## What to do
Show every line in the listing below that contains the word "building", matching case exactly.

----- Data to process -----

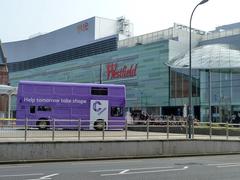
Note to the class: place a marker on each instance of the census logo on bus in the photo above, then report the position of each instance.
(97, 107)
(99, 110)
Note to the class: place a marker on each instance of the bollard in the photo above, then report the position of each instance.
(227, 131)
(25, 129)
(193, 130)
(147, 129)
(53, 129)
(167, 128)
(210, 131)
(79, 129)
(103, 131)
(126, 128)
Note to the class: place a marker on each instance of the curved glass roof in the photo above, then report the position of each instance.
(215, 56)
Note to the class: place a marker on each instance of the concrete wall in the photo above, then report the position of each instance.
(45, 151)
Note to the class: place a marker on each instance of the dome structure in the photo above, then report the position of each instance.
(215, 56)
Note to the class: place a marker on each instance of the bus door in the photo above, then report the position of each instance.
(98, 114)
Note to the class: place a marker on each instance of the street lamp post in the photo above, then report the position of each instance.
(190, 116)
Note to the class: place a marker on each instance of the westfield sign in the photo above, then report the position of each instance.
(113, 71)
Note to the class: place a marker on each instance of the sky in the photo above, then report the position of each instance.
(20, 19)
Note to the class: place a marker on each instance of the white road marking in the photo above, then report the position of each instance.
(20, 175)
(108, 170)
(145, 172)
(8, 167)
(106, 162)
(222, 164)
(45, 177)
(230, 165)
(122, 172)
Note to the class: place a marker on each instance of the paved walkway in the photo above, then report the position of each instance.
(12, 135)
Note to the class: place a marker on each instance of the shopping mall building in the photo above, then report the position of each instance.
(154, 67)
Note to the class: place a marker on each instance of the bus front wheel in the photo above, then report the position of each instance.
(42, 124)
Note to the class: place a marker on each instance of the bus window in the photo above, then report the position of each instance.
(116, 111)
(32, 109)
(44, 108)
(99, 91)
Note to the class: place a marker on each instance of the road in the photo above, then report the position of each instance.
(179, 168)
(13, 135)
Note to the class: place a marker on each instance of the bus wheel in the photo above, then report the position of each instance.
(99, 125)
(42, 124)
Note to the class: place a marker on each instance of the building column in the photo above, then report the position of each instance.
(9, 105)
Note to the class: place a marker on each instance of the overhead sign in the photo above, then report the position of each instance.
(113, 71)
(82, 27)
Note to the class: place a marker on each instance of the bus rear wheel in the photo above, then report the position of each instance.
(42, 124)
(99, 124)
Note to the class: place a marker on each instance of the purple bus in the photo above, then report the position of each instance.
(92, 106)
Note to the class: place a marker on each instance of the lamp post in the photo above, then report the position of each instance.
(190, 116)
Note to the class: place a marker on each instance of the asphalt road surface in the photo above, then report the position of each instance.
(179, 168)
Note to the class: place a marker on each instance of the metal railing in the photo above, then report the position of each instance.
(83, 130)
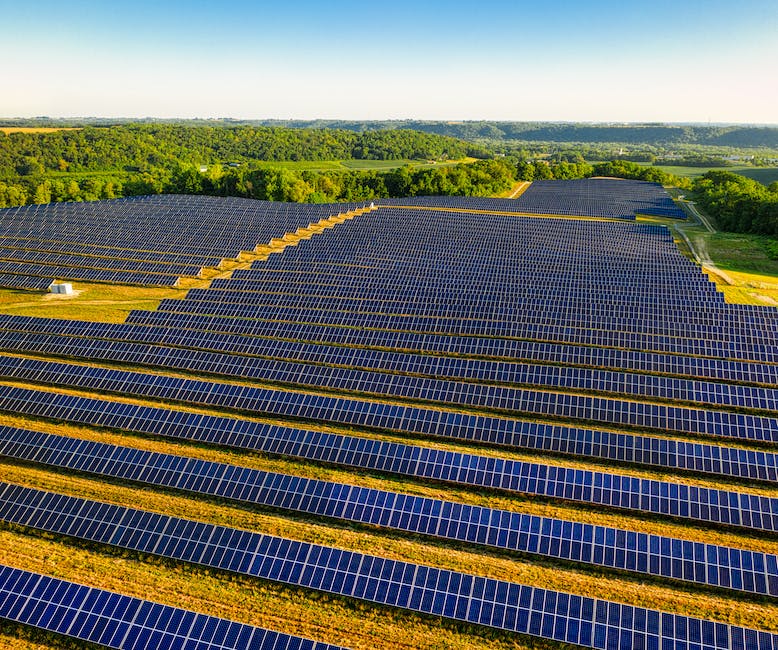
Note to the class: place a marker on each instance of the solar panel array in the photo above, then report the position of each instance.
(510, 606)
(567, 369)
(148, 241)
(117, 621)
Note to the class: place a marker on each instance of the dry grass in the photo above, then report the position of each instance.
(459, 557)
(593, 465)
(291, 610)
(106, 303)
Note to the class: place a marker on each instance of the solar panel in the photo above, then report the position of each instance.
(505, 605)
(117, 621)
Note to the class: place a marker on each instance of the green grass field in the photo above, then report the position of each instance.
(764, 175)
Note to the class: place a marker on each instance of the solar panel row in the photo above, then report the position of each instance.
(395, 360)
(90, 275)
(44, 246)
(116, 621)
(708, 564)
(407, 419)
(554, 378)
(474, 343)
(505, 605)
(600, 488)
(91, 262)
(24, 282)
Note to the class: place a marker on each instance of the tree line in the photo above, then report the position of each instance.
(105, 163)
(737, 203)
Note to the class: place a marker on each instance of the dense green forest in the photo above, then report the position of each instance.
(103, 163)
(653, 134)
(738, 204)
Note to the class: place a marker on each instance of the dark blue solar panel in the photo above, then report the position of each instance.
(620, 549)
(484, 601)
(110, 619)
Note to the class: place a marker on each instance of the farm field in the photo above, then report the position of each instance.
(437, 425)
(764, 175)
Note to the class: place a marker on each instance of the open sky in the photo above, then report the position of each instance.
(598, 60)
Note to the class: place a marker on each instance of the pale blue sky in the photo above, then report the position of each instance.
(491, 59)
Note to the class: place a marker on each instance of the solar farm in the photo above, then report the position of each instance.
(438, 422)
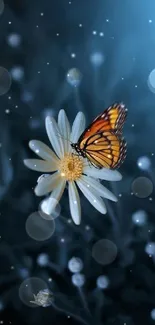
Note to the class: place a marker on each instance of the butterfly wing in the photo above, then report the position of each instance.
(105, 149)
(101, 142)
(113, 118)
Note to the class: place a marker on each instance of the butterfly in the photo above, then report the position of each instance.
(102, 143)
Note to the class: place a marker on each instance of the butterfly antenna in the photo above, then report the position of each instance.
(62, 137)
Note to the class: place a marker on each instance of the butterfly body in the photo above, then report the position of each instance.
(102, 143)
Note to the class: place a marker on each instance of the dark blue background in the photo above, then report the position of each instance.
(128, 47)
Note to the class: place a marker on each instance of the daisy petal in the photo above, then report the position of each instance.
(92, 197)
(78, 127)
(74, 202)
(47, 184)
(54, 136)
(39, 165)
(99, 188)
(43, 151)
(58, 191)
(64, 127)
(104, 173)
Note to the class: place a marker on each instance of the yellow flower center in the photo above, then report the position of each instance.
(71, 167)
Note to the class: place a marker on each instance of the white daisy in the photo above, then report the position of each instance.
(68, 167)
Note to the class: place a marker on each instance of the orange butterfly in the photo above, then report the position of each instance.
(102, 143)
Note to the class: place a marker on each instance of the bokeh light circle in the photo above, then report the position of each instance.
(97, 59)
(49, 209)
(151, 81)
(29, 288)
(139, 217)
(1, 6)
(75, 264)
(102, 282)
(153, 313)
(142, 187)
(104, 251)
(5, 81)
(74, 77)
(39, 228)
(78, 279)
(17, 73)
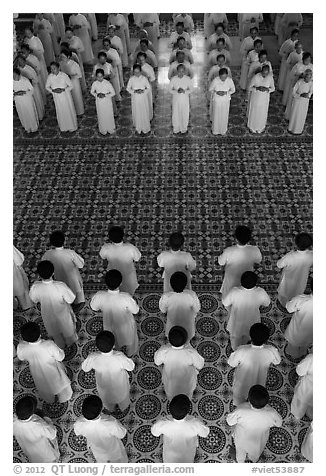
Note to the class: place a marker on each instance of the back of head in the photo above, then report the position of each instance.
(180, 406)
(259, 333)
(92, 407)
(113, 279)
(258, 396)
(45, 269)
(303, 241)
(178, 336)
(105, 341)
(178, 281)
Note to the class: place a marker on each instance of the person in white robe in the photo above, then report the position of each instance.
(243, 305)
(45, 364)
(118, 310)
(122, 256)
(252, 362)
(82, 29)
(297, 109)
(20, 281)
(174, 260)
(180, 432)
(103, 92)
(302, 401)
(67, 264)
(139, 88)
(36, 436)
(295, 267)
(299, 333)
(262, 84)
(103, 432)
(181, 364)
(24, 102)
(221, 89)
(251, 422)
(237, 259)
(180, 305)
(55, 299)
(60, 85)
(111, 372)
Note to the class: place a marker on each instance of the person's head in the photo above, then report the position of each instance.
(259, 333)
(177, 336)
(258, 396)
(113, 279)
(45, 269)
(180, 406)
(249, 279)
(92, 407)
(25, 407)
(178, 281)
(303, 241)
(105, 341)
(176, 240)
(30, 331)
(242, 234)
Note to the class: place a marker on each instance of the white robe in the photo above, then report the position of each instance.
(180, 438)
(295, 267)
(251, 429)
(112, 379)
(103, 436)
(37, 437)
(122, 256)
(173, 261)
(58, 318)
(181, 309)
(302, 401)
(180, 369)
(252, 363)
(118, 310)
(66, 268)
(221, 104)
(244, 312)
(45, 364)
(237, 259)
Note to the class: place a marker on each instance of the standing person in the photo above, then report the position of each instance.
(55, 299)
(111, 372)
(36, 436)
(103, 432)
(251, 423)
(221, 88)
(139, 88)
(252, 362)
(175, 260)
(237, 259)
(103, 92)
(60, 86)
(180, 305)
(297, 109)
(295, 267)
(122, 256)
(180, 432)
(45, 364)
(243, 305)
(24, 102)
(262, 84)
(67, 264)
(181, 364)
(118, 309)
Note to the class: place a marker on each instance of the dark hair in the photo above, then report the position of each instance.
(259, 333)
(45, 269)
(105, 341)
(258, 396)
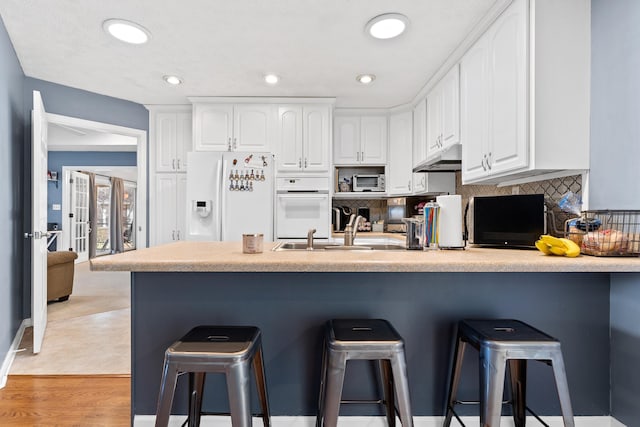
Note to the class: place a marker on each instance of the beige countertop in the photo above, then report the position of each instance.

-----
----- Data to process -----

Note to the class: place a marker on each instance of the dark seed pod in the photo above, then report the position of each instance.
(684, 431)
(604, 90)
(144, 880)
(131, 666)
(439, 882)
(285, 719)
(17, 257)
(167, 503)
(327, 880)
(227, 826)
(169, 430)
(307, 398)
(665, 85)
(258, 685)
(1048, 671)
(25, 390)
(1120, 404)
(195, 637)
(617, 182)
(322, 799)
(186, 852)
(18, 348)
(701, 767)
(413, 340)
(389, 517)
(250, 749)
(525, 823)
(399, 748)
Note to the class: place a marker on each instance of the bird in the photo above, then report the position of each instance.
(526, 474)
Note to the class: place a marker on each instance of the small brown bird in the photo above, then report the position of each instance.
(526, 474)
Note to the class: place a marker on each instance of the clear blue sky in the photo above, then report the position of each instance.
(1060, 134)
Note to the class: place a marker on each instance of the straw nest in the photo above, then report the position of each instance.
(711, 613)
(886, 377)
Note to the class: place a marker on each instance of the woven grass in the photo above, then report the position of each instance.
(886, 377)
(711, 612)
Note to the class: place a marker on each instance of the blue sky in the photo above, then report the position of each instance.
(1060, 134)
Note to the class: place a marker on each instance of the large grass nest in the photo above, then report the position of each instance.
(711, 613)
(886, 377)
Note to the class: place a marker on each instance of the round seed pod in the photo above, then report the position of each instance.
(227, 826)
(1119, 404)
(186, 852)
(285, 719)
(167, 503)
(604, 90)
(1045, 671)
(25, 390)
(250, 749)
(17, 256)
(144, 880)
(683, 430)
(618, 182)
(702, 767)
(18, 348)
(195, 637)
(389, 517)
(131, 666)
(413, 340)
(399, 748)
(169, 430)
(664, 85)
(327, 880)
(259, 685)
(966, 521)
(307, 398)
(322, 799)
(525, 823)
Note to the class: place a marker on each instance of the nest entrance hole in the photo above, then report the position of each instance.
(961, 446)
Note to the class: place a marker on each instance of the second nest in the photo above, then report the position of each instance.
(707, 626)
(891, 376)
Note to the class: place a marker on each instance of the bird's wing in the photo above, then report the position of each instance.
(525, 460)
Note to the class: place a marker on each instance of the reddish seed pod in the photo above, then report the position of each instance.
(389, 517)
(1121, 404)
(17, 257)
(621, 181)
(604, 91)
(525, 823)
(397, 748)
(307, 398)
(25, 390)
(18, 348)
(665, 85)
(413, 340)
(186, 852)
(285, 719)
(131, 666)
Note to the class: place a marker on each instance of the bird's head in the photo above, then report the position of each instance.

-----

## Result for this exercise
Note to the class: place a marker on each instance of the shopping mall building in the photo above, then report the position of each instance.
Note to the class: place a marker on each instance of the building column in the photo above, then report the position of each instance.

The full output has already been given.